# What the task asks
Lay out every line of the records below as a numbered list, skipping any blank lines. Leave the pictures out.

# Object detection records

-- Begin --

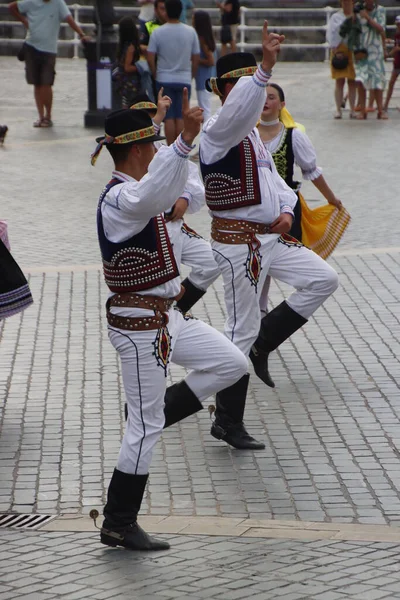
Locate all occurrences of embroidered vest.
[272,128,300,190]
[200,137,261,210]
[97,179,179,293]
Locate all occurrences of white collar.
[112,171,136,181]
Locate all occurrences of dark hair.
[106,144,133,165]
[117,17,140,63]
[217,77,239,96]
[165,0,182,19]
[194,10,215,52]
[267,83,285,102]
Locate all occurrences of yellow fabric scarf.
[279,107,351,259]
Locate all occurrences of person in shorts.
[383,15,400,112]
[217,0,240,56]
[8,0,85,127]
[147,0,200,145]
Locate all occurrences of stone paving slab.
[0,58,400,540]
[0,529,400,600]
[0,246,400,524]
[40,514,400,542]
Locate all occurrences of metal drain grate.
[0,513,57,529]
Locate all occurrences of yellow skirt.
[299,193,351,259]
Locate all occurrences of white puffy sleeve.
[102,136,191,241]
[292,128,322,181]
[181,160,205,214]
[200,67,271,165]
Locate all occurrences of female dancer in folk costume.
[258,83,350,258]
[131,89,220,313]
[258,83,350,324]
[0,221,33,321]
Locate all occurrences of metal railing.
[0,4,399,60]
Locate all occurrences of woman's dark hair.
[165,0,182,19]
[117,17,140,63]
[194,10,215,52]
[268,83,285,102]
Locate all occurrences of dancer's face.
[261,86,285,121]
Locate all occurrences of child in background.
[192,10,216,123]
[113,17,140,108]
[383,15,400,112]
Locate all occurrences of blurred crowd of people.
[327,0,400,120]
[113,0,240,144]
[8,0,240,135]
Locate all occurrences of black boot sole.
[210,425,265,450]
[100,533,170,552]
[249,348,275,388]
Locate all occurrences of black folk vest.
[97,179,179,293]
[200,137,261,211]
[272,128,300,191]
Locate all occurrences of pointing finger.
[182,88,189,113]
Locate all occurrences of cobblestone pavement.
[0,531,400,600]
[0,58,400,600]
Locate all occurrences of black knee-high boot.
[250,302,307,387]
[164,381,203,429]
[100,469,169,550]
[211,373,265,450]
[176,278,205,314]
[125,381,203,429]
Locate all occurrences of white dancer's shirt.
[200,67,297,224]
[101,136,191,300]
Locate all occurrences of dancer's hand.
[328,197,343,210]
[181,88,204,146]
[269,213,293,233]
[261,21,285,72]
[170,197,189,221]
[153,87,172,126]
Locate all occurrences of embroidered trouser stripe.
[108,309,247,475]
[212,234,338,356]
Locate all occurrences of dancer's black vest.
[97,179,179,293]
[200,137,261,211]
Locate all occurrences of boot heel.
[100,535,118,548]
[100,532,122,548]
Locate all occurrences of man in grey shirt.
[8,0,86,127]
[147,0,200,145]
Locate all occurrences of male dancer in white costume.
[131,89,220,313]
[92,90,247,550]
[200,22,338,449]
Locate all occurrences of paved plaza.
[0,58,400,600]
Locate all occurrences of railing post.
[71,4,80,58]
[324,6,334,62]
[239,6,247,52]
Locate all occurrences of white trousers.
[181,225,221,292]
[212,234,338,356]
[108,309,247,475]
[196,90,213,123]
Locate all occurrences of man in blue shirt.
[8,0,85,127]
[147,0,200,145]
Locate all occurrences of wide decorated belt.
[211,217,270,244]
[106,292,182,331]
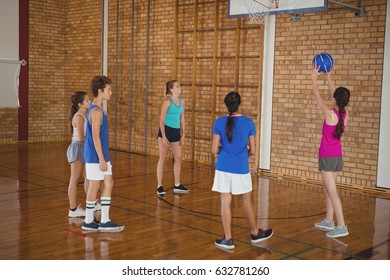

-- End --

# Finished answer
1. Locate all occurrences of embroidered vest.
2. [272,128,300,190]
3. [200,137,261,210]
4. [97,179,179,293]
5. Locate all occurrences of white collar.
6. [112,171,136,181]
7. Locate all occurrences of dark hair.
8. [106,144,133,165]
9. [117,17,140,63]
10. [217,77,239,96]
11. [165,0,182,19]
12. [194,10,215,52]
13. [267,83,285,102]
14. Locate all occurrences of yellow fabric scarf.
15. [279,107,351,259]
16. Locate all occurrences of person in shorts.
17. [383,15,400,112]
18. [217,0,240,56]
19. [8,0,85,127]
20. [147,0,200,145]
21. Locate all occurrences of stone paving slab.
22. [0,58,400,540]
23. [0,529,400,600]
24. [0,246,400,524]
25. [40,514,400,542]
26. Locate all occurrences of metal drain grate.
27. [0,513,57,529]
28. Locate all occurrences of yellow skirt.
29. [299,193,351,259]
30. Locate all occurrences of white puffy sleeve.
31. [102,136,191,241]
32. [292,128,322,181]
33. [181,160,205,214]
34. [200,67,271,165]
35. Locate all occurrences of female dancer in folk costume.
36. [258,83,350,258]
37. [131,89,220,313]
38. [258,83,350,324]
39. [0,221,33,321]
40. Locate all occurrences of metal railing.
41. [0,4,399,60]
42. Locate all occurrences of woman's dark hair.
43. [165,0,182,19]
44. [117,17,140,63]
45. [194,10,215,52]
46. [268,83,285,102]
47. Locate all occurrences of dancer's face.
48. [261,86,285,121]
49. Locate all occurrences of child in background.
50. [192,10,216,123]
51. [113,17,140,108]
52. [383,15,400,112]
53. Locate all occurrences of blurred crowd of people.
54. [327,0,400,120]
55. [113,0,240,144]
56. [8,0,240,135]
57. Locate all occurrences of black boot sole.
58. [210,425,265,450]
59. [100,533,170,552]
60. [249,348,275,388]
61. Locate all occurrences of black folk vest.
62. [97,179,179,293]
63. [200,137,261,211]
64. [272,128,300,191]
65. Locate all occurrences of pointing finger.
66. [182,88,189,113]
67. Locate all occurrences of cobblestone pavement.
68. [0,531,400,600]
69. [0,58,400,600]
70. Locate all occurrences of black knee-high boot.
71. [250,302,307,387]
72. [164,381,203,429]
73. [100,469,169,550]
74. [211,373,265,450]
75. [176,278,205,314]
76. [125,381,203,429]
77. Locate all occurrences of white dancer's shirt.
78. [200,67,297,224]
79. [101,136,191,300]
80. Locate all occurrences of dancer's hand.
81. [328,197,343,210]
82. [181,88,204,146]
83. [269,213,293,233]
84. [261,21,285,72]
85. [170,197,189,221]
86. [153,87,172,126]
87. Locate all occurrences of embroidered trouser stripe.
88. [108,309,247,475]
89. [212,234,338,356]
90. Locate all occurrences of dancer's black vest.
91. [97,179,179,293]
92. [200,137,261,211]
93. Locate all occurrences of boot heel.
94. [100,535,118,548]
95. [100,532,122,548]
96. Locate all occurrences of man in grey shirt.
97. [8,0,86,127]
98. [147,0,200,145]
99. Locate all occurrences of male dancer in white costume.
100. [131,89,220,313]
101. [92,90,247,550]
102. [200,22,338,449]
103. Locate all occurrences of paved plaza.
104. [0,58,400,600]
105. Locate all occurrences of railing post.
106. [71,4,80,58]
107. [324,6,334,62]
108. [239,6,247,52]
109. Locate all occurrences of white trousers.
110. [181,225,221,292]
111. [212,234,338,356]
112. [108,309,247,475]
113. [196,90,213,123]
114. Locate all occurrences of man in blue shirt.
115. [8,0,85,127]
116. [147,0,200,145]
117. Locate all occurrences of wide decorated belt.
118. [211,217,270,244]
119. [106,292,182,331]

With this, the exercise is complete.